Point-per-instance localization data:
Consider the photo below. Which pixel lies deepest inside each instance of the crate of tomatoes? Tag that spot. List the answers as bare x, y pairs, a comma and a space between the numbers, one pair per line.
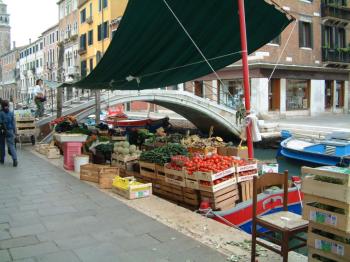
211, 168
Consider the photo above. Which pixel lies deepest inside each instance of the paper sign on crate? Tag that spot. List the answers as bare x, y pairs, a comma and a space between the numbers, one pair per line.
217, 187
210, 176
248, 167
328, 240
129, 188
245, 178
327, 212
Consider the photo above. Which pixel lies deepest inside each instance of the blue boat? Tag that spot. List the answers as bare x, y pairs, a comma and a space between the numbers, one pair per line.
334, 150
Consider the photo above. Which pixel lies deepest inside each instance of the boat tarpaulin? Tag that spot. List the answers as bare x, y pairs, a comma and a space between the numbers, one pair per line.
151, 48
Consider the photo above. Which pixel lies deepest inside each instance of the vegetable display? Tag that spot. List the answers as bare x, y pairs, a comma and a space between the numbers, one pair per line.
214, 163
162, 155
124, 149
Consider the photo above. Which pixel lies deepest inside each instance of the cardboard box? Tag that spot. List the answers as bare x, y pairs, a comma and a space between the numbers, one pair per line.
240, 152
269, 168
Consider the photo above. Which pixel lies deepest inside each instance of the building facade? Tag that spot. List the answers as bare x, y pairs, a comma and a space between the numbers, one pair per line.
304, 71
5, 29
69, 42
31, 65
50, 39
10, 75
98, 20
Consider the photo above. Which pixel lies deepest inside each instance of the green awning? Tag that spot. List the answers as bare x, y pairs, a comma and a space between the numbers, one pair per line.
151, 49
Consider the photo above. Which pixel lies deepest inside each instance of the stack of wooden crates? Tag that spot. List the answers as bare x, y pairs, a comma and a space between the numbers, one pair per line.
327, 207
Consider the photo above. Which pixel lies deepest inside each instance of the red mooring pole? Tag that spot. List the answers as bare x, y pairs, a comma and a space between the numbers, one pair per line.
245, 72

What the task asks.
For this exercise, reproduce exactly each line from the one containing "of the stack" through the last line of the data, and no others.

Result.
Consider the photo above. Which pixel lies deepest inside each instance of the stack of wooden crates? Tag that spot. List the answers as bare x, y pairs, a comma and a space between the numbers, one pair per line.
327, 207
Consider the photo above. Which pixel lies deepest inside each instance of the red mooring pole? Tag that spot. List the answers as bare x, y pairs, a comma and a space between the numbers, one pair per line.
245, 72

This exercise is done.